> [Given records]:
— start —

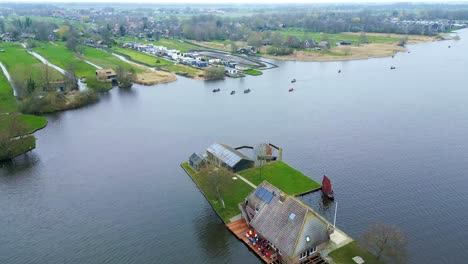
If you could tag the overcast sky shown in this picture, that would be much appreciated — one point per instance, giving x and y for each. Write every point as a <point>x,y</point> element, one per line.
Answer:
<point>241,1</point>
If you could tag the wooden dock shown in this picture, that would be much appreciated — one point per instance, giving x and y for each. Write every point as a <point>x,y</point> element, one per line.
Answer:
<point>238,228</point>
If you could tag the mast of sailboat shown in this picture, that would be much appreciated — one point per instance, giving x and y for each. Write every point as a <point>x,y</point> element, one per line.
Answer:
<point>334,219</point>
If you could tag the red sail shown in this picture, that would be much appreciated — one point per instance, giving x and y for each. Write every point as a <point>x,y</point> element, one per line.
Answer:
<point>326,185</point>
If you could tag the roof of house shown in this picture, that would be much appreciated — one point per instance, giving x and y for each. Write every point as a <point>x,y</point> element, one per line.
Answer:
<point>286,224</point>
<point>227,154</point>
<point>105,72</point>
<point>196,158</point>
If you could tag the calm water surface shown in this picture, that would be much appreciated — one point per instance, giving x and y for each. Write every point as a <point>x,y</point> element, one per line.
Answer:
<point>104,184</point>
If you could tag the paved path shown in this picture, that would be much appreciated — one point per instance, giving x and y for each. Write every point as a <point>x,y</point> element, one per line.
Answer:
<point>246,181</point>
<point>81,86</point>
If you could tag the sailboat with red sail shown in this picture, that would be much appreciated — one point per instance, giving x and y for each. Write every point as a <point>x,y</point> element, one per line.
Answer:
<point>326,188</point>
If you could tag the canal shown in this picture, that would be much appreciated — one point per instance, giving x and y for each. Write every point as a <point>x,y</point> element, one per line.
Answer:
<point>104,183</point>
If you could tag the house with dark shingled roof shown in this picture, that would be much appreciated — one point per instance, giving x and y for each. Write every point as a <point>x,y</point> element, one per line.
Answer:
<point>229,157</point>
<point>290,226</point>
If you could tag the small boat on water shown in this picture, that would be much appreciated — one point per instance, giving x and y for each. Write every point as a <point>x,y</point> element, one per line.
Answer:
<point>327,190</point>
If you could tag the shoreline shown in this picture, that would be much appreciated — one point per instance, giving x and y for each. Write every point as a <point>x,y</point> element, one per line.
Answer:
<point>363,52</point>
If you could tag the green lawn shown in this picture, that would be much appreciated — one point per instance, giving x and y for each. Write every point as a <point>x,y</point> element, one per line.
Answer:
<point>182,46</point>
<point>18,147</point>
<point>7,100</point>
<point>283,176</point>
<point>253,72</point>
<point>59,55</point>
<point>63,57</point>
<point>345,254</point>
<point>183,69</point>
<point>159,62</point>
<point>233,193</point>
<point>19,62</point>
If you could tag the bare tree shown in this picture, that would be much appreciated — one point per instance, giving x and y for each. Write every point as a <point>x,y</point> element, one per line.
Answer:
<point>45,74</point>
<point>387,242</point>
<point>347,50</point>
<point>217,176</point>
<point>261,153</point>
<point>70,78</point>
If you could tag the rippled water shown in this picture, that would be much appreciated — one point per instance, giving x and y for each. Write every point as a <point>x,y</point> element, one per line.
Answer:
<point>104,184</point>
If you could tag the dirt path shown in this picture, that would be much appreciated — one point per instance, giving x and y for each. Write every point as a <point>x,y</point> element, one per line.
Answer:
<point>149,76</point>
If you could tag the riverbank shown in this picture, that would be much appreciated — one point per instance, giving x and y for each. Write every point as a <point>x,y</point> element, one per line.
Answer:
<point>235,189</point>
<point>148,76</point>
<point>353,52</point>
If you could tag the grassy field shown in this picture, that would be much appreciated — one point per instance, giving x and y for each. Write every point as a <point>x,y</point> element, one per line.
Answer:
<point>345,254</point>
<point>18,147</point>
<point>106,60</point>
<point>184,69</point>
<point>253,72</point>
<point>283,176</point>
<point>59,55</point>
<point>159,62</point>
<point>233,193</point>
<point>29,123</point>
<point>18,61</point>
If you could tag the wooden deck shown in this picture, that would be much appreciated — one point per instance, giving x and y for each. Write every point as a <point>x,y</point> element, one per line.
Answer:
<point>238,228</point>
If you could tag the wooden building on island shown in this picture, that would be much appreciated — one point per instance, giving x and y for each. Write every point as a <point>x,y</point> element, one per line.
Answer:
<point>229,157</point>
<point>106,75</point>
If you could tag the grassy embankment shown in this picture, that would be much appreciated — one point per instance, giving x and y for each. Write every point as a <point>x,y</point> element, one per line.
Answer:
<point>180,45</point>
<point>234,192</point>
<point>283,176</point>
<point>9,114</point>
<point>59,55</point>
<point>346,254</point>
<point>160,63</point>
<point>144,75</point>
<point>378,45</point>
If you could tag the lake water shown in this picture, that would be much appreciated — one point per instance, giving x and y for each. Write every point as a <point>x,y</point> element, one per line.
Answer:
<point>104,184</point>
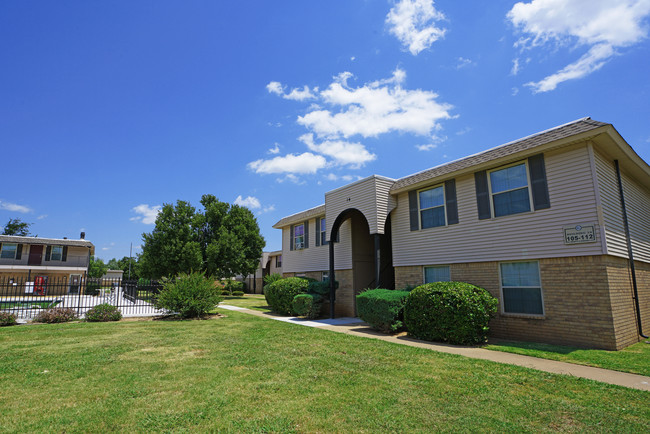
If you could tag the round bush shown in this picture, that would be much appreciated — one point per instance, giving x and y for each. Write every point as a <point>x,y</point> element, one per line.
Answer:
<point>189,295</point>
<point>279,294</point>
<point>103,312</point>
<point>56,315</point>
<point>7,319</point>
<point>454,312</point>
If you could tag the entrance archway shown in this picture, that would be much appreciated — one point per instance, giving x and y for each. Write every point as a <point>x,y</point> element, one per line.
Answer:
<point>372,263</point>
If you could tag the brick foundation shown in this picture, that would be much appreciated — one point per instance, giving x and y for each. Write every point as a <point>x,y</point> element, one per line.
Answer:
<point>587,300</point>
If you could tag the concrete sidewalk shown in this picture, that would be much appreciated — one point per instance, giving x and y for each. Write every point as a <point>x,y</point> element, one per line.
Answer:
<point>354,326</point>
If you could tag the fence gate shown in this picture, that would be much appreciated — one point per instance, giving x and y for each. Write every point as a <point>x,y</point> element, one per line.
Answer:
<point>27,297</point>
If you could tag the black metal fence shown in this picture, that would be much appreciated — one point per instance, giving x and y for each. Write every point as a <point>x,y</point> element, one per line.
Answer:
<point>26,297</point>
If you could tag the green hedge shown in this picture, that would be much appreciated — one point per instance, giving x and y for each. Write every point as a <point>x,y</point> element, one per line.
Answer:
<point>453,312</point>
<point>383,309</point>
<point>279,294</point>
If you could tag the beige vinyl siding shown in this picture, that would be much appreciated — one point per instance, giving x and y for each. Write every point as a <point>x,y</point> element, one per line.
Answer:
<point>637,202</point>
<point>532,235</point>
<point>316,258</point>
<point>369,195</point>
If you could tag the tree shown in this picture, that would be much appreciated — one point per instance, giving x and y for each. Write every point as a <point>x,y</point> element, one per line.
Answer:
<point>97,267</point>
<point>16,227</point>
<point>223,241</point>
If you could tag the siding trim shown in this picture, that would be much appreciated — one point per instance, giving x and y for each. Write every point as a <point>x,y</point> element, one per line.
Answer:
<point>599,207</point>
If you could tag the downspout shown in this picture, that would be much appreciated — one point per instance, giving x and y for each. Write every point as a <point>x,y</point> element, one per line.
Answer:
<point>628,239</point>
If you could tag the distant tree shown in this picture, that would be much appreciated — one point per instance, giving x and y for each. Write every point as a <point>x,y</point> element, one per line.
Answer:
<point>123,264</point>
<point>223,241</point>
<point>16,227</point>
<point>97,267</point>
<point>173,246</point>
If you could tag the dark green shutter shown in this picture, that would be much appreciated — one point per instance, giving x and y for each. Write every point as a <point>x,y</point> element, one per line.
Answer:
<point>539,186</point>
<point>413,210</point>
<point>482,195</point>
<point>291,237</point>
<point>306,234</point>
<point>451,204</point>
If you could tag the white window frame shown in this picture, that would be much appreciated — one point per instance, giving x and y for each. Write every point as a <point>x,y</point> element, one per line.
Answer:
<point>528,186</point>
<point>295,244</point>
<point>424,271</point>
<point>444,205</point>
<point>52,253</point>
<point>541,292</point>
<point>323,232</point>
<point>9,244</point>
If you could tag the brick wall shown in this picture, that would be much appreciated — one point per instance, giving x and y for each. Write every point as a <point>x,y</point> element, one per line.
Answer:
<point>587,300</point>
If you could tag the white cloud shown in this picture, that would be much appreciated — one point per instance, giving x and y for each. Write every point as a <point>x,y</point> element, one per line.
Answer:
<point>14,207</point>
<point>275,149</point>
<point>601,26</point>
<point>414,23</point>
<point>291,163</point>
<point>147,214</point>
<point>462,62</point>
<point>249,202</point>
<point>344,153</point>
<point>276,88</point>
<point>375,108</point>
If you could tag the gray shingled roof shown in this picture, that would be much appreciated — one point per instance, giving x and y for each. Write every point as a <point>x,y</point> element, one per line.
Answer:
<point>46,241</point>
<point>526,143</point>
<point>302,215</point>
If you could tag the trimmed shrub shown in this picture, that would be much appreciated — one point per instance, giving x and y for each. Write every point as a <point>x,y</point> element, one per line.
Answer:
<point>7,319</point>
<point>454,312</point>
<point>279,294</point>
<point>103,312</point>
<point>92,287</point>
<point>383,309</point>
<point>56,315</point>
<point>307,305</point>
<point>190,295</point>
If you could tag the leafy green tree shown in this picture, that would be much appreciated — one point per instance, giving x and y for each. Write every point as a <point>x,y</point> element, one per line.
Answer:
<point>97,267</point>
<point>16,227</point>
<point>173,246</point>
<point>223,241</point>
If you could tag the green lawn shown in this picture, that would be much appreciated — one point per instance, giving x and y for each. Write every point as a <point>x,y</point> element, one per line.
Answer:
<point>245,373</point>
<point>634,359</point>
<point>249,301</point>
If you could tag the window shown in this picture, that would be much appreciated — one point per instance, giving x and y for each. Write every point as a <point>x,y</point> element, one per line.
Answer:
<point>521,288</point>
<point>299,236</point>
<point>9,251</point>
<point>438,273</point>
<point>509,189</point>
<point>323,232</point>
<point>57,253</point>
<point>432,207</point>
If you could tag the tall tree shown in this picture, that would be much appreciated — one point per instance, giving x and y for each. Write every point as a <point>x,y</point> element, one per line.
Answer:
<point>97,267</point>
<point>173,246</point>
<point>223,240</point>
<point>16,227</point>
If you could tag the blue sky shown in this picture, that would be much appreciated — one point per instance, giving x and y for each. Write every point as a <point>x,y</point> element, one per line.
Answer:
<point>110,109</point>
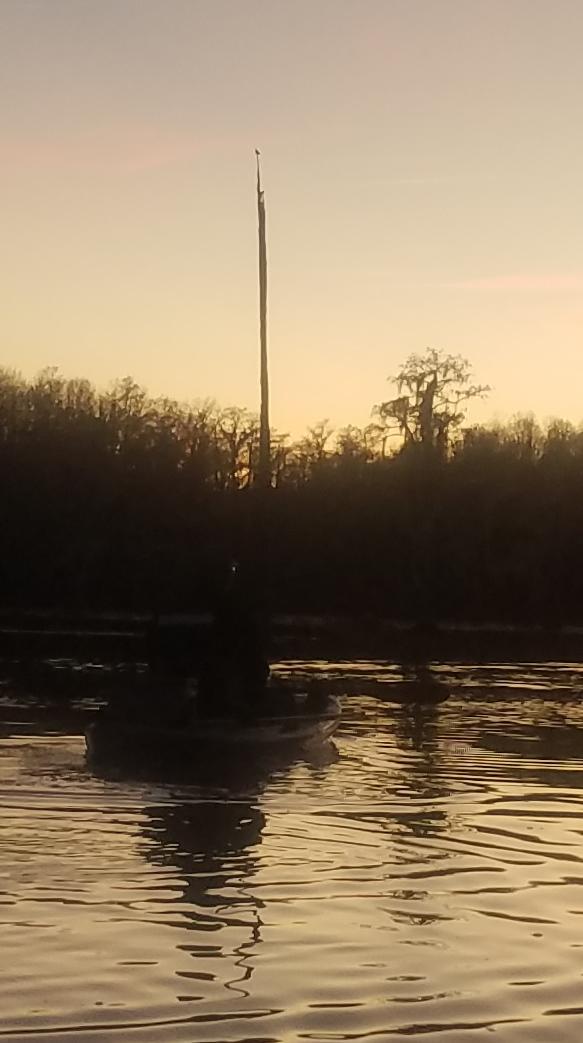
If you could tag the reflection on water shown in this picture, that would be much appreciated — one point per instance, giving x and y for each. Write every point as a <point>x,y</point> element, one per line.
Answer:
<point>426,880</point>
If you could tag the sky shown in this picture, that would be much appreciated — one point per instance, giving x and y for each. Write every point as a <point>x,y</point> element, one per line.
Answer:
<point>422,165</point>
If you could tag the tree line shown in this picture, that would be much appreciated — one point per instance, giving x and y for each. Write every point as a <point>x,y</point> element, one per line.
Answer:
<point>118,500</point>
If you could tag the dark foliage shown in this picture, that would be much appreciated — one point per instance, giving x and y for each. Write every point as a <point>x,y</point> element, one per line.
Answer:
<point>119,501</point>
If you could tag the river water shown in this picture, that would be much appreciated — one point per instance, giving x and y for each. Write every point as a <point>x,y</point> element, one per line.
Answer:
<point>422,876</point>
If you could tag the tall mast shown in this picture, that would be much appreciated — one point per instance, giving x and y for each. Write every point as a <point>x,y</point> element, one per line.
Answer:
<point>264,473</point>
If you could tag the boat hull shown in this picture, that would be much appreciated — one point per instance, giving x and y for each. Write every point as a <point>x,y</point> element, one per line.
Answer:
<point>110,735</point>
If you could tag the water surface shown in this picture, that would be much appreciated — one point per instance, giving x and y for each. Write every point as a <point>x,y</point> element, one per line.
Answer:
<point>421,877</point>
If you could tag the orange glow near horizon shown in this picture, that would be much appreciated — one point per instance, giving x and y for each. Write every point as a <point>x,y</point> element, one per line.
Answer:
<point>421,169</point>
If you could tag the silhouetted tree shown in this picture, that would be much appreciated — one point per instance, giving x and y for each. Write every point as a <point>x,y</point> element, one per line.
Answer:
<point>432,390</point>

— end —

> [What you need to do]: Starting at the beginning of the material and ending at the line that contains "<point>241,1</point>", reproduce the text with "overcast sky" switched to "cloudy sky" and all else unchanged. Omit the pictures from your answer.

> [Answer to this task]:
If you could tag the cloudy sky shown in this picture, that would be much appreciated — one point per instance, giving x and y for each. Write every point as a <point>x,y</point> element, one per line.
Answer:
<point>241,1</point>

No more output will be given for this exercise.